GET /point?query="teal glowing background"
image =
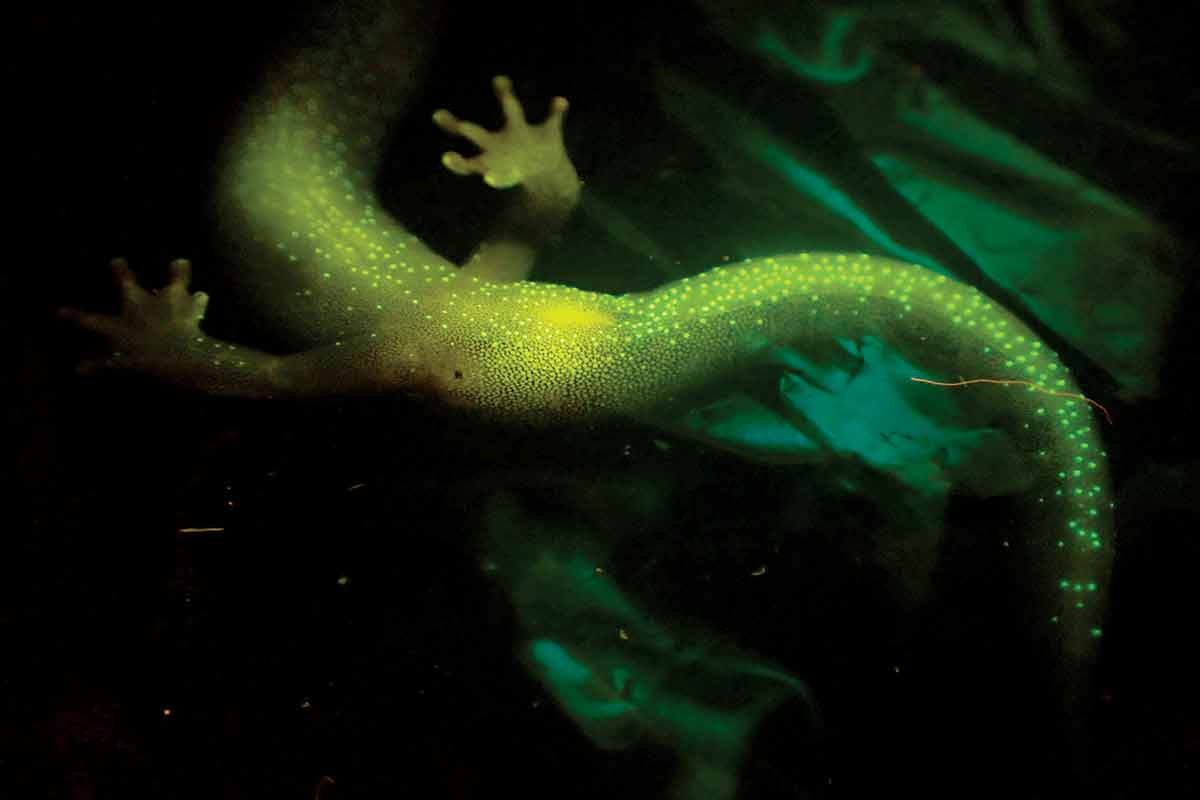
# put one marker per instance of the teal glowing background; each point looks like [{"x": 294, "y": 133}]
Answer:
[{"x": 781, "y": 142}]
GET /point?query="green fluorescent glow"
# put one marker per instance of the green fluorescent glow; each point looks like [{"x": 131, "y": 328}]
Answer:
[{"x": 330, "y": 262}]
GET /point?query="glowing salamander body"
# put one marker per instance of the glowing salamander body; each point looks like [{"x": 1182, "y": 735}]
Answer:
[{"x": 333, "y": 265}]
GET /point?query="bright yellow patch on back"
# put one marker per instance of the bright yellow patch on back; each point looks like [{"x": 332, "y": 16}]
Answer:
[{"x": 567, "y": 314}]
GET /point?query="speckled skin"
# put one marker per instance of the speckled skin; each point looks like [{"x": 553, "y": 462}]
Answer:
[{"x": 334, "y": 266}]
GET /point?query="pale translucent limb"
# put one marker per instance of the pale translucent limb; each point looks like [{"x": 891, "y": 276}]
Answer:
[{"x": 531, "y": 158}]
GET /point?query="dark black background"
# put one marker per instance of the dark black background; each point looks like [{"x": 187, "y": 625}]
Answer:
[{"x": 401, "y": 681}]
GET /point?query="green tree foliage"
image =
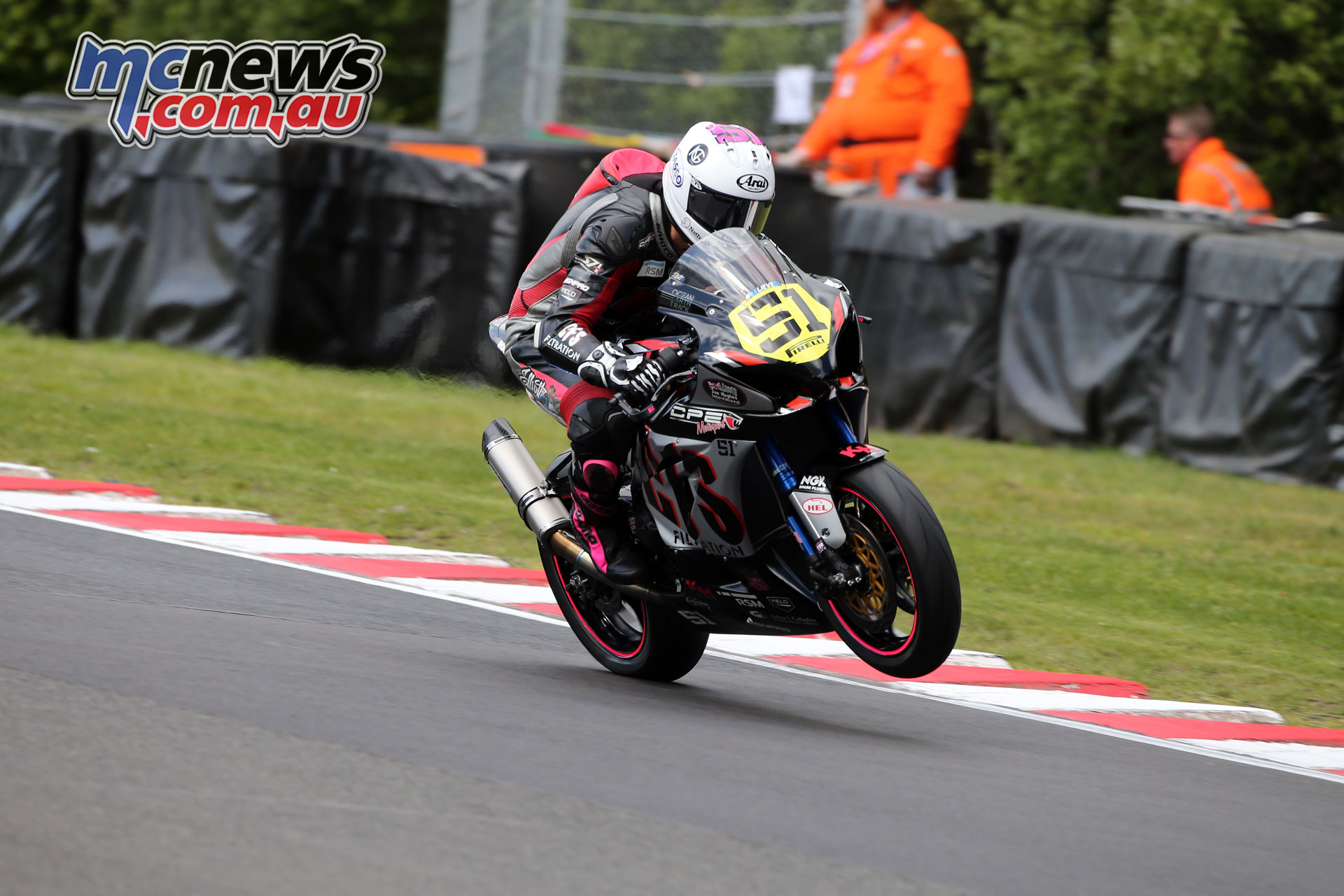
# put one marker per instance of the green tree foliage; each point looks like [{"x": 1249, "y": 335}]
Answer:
[
  {"x": 38, "y": 38},
  {"x": 689, "y": 50}
]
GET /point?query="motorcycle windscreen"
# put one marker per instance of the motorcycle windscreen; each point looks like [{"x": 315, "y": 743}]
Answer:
[{"x": 771, "y": 311}]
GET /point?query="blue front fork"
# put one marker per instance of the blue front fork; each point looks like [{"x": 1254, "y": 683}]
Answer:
[{"x": 787, "y": 480}]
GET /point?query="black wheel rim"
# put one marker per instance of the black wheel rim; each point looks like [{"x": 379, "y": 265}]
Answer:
[
  {"x": 885, "y": 615},
  {"x": 617, "y": 624}
]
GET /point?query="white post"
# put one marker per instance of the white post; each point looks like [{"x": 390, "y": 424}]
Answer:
[
  {"x": 464, "y": 65},
  {"x": 545, "y": 62}
]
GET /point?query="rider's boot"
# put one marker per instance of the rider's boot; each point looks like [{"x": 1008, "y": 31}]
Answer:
[{"x": 600, "y": 522}]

************

Problem to solve>
Give the entries again without a single change, but with no pictures.

Solved problem>
GET /point?query="teal glowing background"
image =
# put one marker per instance of the teal glowing background; each point looks like [{"x": 294, "y": 133}]
Answer:
[{"x": 781, "y": 142}]
GET /point?query="green fluorescent glow"
# put one marker per instance of the green fluorescent glow; each point looks like [{"x": 131, "y": 328}]
Answer:
[{"x": 330, "y": 262}]
GET /point?query="glowing salamander body"
# put one marker per instance of the glowing salamander body; each point looks like [{"x": 1182, "y": 735}]
Answer:
[{"x": 333, "y": 265}]
GET /point?query="bright yellow patch on back"
# put one marker per instance of the bright yellow patch on back; each point looks like [{"x": 332, "y": 16}]
Answer:
[{"x": 567, "y": 314}]
GET /point?query="speckled skin"
# put one marker per instance of the speckled skin; each point looks like [{"x": 553, "y": 462}]
Answer:
[{"x": 334, "y": 266}]
GET /point?query="pale translucent limb"
# put one marker per instance of the pale translucent limb; each point looks like [{"x": 891, "y": 276}]
Answer:
[{"x": 531, "y": 158}]
GET /point?query="dark black background"
# put one marker per instance of the dark black background; each point looks like [{"x": 187, "y": 625}]
Answer:
[{"x": 401, "y": 681}]
GET /point?query="green tree foliage"
image =
# put one marker per instance of the green tree foliage; each point looks like [{"x": 1249, "y": 335}]
Answer:
[
  {"x": 38, "y": 38},
  {"x": 689, "y": 50}
]
GET /point?query="motorcycle windscreen"
# put one marker per instance of the motorcycle windscreen; each point looks like [{"x": 315, "y": 743}]
Answer:
[{"x": 771, "y": 311}]
GET /point?query="blue front fork"
# put one marker per instance of the blue front fork; each point looks like [{"x": 1254, "y": 683}]
Answer:
[{"x": 787, "y": 480}]
GET /point?query="black wheel rim"
# put one marker per instance of the black wheel rim; each point looks like [{"x": 379, "y": 265}]
Answer:
[
  {"x": 885, "y": 615},
  {"x": 617, "y": 624}
]
GET /point?query="white post"
# put one marker per instance of the white post; each point looks like [{"x": 390, "y": 424}]
Answer:
[
  {"x": 464, "y": 65},
  {"x": 545, "y": 62}
]
GET /point?query="rider's boot"
# put one marker per instance of the rider's boot; each point looks like [{"x": 1008, "y": 31}]
Answer:
[{"x": 600, "y": 522}]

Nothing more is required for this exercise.